All lines in the material below that hold "clicks" should be found and copied.

**Recorded data**
● ● ● ●

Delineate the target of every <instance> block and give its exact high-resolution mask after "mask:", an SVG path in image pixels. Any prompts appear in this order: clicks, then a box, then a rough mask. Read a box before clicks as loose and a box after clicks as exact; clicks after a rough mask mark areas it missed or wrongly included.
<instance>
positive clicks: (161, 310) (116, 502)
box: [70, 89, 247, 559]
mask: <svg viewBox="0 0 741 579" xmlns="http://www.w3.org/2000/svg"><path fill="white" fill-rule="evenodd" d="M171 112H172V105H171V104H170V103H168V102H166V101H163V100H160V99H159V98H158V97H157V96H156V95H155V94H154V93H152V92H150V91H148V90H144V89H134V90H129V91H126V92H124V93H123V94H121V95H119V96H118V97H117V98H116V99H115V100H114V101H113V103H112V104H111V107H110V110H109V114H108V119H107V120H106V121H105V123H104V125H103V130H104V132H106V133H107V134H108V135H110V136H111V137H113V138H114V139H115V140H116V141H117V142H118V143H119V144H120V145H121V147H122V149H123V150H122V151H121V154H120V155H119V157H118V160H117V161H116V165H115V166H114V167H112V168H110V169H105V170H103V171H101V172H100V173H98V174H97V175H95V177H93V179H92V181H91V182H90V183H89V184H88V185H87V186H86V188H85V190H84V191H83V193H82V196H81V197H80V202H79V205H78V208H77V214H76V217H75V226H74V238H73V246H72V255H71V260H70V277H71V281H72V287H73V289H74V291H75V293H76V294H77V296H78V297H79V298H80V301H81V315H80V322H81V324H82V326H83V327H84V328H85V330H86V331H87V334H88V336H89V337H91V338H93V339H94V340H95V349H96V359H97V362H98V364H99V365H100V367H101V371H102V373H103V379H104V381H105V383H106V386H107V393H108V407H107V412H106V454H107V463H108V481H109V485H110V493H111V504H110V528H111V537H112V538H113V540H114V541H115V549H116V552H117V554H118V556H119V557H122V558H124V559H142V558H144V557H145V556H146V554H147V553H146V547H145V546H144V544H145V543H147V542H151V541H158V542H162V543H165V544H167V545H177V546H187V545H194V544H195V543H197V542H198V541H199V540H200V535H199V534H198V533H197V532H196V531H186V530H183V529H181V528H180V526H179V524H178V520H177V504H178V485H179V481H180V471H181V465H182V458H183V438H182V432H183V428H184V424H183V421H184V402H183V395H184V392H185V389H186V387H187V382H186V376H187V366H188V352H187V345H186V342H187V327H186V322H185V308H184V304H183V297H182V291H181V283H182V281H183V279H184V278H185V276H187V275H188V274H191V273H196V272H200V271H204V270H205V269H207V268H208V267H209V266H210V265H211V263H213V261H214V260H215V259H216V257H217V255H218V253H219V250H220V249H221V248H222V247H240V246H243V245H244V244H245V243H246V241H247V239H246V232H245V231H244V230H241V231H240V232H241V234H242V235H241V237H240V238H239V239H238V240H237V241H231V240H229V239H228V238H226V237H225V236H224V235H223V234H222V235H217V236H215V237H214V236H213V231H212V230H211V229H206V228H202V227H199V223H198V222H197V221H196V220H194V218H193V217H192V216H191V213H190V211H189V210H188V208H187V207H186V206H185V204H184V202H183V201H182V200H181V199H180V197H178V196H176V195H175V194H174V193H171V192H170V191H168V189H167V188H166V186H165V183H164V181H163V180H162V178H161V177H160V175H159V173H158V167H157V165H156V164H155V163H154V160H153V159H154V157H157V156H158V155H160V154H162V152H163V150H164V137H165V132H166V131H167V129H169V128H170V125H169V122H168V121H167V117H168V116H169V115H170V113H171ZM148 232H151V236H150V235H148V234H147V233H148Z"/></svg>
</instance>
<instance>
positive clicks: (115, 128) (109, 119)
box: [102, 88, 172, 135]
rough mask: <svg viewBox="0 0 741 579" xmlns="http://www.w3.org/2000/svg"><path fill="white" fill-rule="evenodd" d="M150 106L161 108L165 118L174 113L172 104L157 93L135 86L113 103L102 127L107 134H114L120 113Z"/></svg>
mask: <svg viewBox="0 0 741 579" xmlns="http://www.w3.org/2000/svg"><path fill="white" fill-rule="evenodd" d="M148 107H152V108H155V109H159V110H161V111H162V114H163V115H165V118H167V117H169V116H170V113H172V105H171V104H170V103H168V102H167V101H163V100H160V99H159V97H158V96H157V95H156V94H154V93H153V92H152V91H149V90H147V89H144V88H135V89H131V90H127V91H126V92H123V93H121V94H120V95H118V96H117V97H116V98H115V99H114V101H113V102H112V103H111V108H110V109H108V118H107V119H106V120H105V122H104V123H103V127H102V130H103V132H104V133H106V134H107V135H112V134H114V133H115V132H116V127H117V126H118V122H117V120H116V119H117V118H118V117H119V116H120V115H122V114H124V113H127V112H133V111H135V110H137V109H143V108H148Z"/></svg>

● ● ● ●

**Solution**
Delineate the target of every <instance> block and give its exact high-resolution mask after "mask:", an SVG path in image pixels. Any prompts appear in this order: clicks, then a box, then a rough mask. Read a box before clicks as loose and a box after clicks as exact; clicks after a rough mask mark areas it missed or wrongly included.
positive clicks: (161, 310) (116, 502)
positive clicks: (115, 128) (109, 119)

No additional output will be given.